● Data to use:
┄┄┄┄┄┄┄┄┄┄┄┄┄┄┄┄┄┄┄┄

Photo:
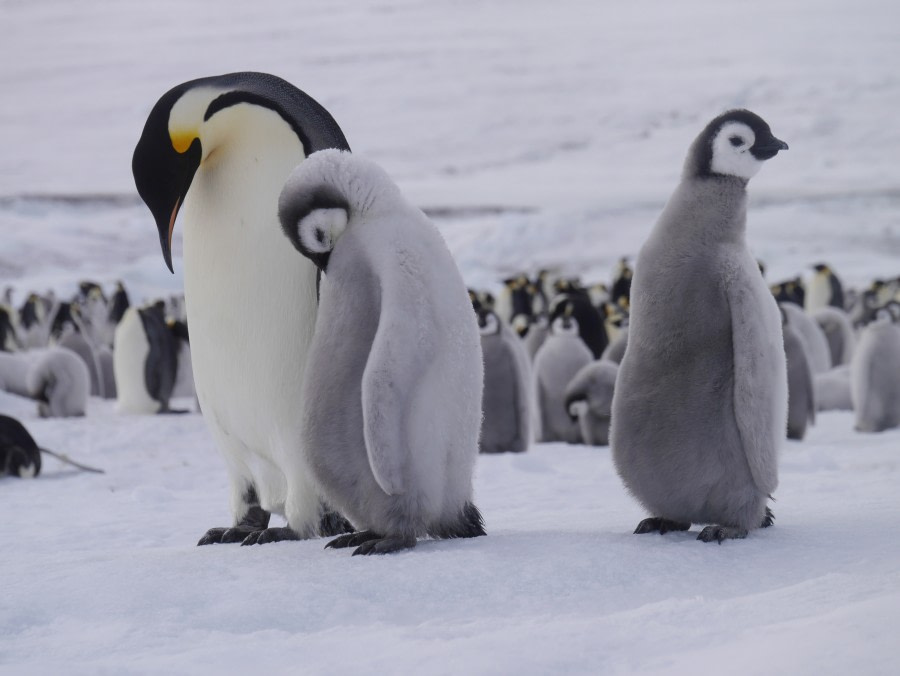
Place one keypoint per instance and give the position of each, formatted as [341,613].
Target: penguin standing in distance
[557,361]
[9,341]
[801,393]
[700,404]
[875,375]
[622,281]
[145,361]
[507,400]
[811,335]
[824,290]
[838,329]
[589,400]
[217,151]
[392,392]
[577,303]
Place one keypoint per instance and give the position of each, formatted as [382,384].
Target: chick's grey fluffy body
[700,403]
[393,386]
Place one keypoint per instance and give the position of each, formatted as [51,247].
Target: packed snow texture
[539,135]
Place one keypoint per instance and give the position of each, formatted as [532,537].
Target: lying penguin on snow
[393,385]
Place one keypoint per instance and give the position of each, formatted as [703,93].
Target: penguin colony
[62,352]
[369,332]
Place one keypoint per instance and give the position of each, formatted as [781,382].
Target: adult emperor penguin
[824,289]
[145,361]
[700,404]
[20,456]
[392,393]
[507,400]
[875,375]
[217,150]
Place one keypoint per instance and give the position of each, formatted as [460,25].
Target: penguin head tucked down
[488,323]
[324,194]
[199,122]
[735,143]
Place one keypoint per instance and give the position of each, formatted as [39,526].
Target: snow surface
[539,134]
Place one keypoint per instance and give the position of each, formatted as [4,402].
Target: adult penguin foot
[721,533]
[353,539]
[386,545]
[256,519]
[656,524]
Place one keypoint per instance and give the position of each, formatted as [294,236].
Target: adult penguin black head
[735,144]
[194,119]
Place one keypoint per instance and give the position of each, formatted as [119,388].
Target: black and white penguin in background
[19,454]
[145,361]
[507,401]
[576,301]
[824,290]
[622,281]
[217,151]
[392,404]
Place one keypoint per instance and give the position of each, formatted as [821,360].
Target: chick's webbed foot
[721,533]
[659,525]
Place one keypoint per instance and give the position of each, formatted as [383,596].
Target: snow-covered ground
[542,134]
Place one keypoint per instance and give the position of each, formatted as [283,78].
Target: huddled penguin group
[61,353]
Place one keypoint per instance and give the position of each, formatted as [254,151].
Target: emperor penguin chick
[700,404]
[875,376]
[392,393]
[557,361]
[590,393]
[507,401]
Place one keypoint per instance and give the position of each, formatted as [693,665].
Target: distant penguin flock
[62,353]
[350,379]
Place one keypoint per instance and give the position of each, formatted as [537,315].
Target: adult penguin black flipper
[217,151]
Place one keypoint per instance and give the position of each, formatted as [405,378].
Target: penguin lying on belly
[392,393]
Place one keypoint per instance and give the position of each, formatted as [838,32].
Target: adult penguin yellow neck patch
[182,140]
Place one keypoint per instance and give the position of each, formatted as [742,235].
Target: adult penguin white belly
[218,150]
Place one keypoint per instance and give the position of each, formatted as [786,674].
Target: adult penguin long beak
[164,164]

┄┄┄┄┄┄┄┄┄┄┄┄┄┄┄┄┄┄┄┄

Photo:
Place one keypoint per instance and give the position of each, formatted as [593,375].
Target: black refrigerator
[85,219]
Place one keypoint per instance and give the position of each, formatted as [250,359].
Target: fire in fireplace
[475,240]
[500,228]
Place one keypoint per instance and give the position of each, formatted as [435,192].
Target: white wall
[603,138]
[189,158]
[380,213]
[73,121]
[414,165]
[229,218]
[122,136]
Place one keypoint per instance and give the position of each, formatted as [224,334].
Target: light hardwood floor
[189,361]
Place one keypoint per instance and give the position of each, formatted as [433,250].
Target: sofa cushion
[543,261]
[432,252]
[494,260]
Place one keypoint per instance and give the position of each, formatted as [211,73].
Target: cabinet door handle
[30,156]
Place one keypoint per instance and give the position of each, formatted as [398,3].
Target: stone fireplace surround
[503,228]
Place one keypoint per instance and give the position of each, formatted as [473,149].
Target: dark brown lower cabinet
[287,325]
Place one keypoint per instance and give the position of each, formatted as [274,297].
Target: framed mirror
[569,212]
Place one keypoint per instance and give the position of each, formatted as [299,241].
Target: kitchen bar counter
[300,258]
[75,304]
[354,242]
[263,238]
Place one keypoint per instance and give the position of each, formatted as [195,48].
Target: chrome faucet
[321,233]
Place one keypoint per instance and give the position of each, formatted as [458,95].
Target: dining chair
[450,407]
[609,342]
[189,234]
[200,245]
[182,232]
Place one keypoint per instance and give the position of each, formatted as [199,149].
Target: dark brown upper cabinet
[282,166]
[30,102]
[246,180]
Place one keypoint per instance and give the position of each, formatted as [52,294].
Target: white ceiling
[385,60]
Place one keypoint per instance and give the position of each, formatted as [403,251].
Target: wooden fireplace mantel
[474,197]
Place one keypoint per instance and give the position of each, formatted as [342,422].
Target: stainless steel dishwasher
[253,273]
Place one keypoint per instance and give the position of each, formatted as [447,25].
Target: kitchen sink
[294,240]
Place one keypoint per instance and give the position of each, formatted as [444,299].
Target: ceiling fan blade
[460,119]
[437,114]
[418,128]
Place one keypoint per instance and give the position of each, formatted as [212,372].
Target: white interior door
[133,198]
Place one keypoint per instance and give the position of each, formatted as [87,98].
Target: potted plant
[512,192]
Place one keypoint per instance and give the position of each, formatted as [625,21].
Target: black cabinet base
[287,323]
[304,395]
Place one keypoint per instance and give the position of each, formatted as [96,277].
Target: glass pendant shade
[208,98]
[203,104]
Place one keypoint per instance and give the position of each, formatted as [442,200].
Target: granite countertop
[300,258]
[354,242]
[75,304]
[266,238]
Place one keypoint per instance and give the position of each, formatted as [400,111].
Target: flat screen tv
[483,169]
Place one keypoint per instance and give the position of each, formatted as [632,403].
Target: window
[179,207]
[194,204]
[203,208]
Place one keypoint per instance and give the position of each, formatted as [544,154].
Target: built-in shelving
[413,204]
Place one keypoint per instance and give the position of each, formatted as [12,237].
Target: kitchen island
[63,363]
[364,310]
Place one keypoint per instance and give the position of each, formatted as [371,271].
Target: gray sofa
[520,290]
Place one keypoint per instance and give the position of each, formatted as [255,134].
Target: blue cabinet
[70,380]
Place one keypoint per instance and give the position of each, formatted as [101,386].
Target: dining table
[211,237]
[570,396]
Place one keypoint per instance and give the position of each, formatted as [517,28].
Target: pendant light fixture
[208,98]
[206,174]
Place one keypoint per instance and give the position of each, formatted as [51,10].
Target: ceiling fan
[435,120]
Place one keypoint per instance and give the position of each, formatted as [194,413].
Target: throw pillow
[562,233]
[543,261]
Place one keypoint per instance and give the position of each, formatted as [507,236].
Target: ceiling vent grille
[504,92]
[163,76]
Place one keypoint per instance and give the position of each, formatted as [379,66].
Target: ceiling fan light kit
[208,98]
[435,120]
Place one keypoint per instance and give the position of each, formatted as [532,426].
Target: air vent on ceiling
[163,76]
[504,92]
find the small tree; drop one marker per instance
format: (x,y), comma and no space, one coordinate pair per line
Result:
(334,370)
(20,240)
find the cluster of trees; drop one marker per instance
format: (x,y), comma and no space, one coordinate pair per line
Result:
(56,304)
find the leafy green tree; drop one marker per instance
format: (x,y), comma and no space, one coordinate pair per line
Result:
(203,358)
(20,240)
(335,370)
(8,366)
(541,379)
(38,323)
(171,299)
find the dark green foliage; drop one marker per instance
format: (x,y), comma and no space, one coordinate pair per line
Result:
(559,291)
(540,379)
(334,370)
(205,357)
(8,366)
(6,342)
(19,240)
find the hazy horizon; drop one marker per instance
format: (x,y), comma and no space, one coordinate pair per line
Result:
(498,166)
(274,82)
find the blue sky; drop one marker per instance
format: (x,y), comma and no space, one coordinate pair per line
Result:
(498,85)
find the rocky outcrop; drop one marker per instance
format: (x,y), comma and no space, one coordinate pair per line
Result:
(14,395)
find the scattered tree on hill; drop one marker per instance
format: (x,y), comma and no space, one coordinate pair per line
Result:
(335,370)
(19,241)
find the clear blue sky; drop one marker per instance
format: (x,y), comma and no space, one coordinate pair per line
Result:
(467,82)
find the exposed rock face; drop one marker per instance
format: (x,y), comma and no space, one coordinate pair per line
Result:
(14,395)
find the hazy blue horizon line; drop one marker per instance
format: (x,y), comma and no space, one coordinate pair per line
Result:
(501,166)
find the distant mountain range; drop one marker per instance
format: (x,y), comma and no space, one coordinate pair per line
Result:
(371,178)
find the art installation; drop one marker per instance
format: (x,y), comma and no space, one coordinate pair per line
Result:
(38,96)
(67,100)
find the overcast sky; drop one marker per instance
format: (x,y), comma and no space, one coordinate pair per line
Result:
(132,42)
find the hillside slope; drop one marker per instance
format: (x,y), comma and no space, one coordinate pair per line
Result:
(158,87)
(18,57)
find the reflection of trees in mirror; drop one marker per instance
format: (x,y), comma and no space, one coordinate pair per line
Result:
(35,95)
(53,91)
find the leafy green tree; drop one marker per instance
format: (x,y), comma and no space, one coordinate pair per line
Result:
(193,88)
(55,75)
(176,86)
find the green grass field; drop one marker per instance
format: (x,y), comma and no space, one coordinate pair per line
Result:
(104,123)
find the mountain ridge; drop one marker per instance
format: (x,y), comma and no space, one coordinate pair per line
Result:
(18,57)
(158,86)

┄┄┄┄┄┄┄┄┄┄┄┄┄┄┄┄┄┄┄┄

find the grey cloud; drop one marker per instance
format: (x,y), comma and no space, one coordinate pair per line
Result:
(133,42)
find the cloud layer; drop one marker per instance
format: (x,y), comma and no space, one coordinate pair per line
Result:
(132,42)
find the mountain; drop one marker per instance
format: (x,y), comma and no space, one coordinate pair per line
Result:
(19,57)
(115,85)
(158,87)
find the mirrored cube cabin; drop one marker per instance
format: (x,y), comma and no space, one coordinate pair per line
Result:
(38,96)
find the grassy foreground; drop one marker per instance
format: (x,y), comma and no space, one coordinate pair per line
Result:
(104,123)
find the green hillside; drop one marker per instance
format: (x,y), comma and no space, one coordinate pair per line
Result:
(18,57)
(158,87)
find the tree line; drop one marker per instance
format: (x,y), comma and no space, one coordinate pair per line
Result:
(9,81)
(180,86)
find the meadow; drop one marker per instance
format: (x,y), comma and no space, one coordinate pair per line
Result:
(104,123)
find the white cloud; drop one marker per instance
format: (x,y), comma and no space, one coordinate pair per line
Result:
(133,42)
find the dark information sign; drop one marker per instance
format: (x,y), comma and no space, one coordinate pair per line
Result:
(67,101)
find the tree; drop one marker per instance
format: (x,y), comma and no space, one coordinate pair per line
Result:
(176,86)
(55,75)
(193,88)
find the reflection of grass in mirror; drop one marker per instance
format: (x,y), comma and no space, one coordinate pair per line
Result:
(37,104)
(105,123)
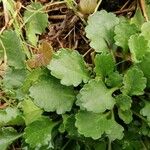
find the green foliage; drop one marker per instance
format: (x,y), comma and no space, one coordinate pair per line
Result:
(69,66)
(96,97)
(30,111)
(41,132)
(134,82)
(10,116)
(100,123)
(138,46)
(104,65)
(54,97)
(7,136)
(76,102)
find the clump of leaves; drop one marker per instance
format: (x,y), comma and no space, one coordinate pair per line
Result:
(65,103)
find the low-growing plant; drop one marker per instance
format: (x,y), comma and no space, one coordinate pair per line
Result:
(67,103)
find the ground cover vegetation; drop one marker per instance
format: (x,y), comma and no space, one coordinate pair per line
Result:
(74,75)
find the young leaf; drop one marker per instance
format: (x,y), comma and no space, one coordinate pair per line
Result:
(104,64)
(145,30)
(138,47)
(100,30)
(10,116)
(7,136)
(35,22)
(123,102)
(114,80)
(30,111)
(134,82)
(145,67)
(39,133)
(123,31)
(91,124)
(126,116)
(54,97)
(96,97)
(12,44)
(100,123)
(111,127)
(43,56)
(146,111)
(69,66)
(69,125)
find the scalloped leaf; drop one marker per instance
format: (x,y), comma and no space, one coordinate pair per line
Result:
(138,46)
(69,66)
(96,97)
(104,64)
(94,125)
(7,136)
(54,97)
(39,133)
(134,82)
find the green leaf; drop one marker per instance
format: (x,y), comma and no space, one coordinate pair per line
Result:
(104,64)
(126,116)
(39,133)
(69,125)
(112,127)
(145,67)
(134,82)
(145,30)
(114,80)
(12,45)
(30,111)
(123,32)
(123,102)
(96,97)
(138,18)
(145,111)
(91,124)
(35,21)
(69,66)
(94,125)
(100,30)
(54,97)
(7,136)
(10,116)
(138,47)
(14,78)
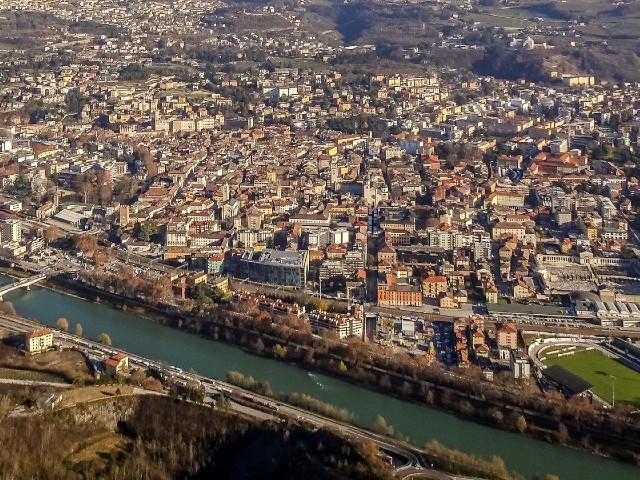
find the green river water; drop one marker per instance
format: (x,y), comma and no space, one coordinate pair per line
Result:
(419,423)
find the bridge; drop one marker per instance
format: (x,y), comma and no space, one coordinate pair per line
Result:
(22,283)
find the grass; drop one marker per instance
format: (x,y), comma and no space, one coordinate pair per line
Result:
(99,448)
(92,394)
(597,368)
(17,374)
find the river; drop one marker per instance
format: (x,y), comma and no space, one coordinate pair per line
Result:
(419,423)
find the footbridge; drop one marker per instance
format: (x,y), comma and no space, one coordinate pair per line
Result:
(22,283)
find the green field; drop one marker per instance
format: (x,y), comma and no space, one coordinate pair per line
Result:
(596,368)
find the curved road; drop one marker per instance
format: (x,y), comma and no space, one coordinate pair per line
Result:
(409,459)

┄┄┄┄┄┄┄┄┄┄┄┄┄┄┄┄┄┄┄┄

● How to complete this task: Check the data above line by line for the word "reflection". State only how many lines contain it.

● Result below: 2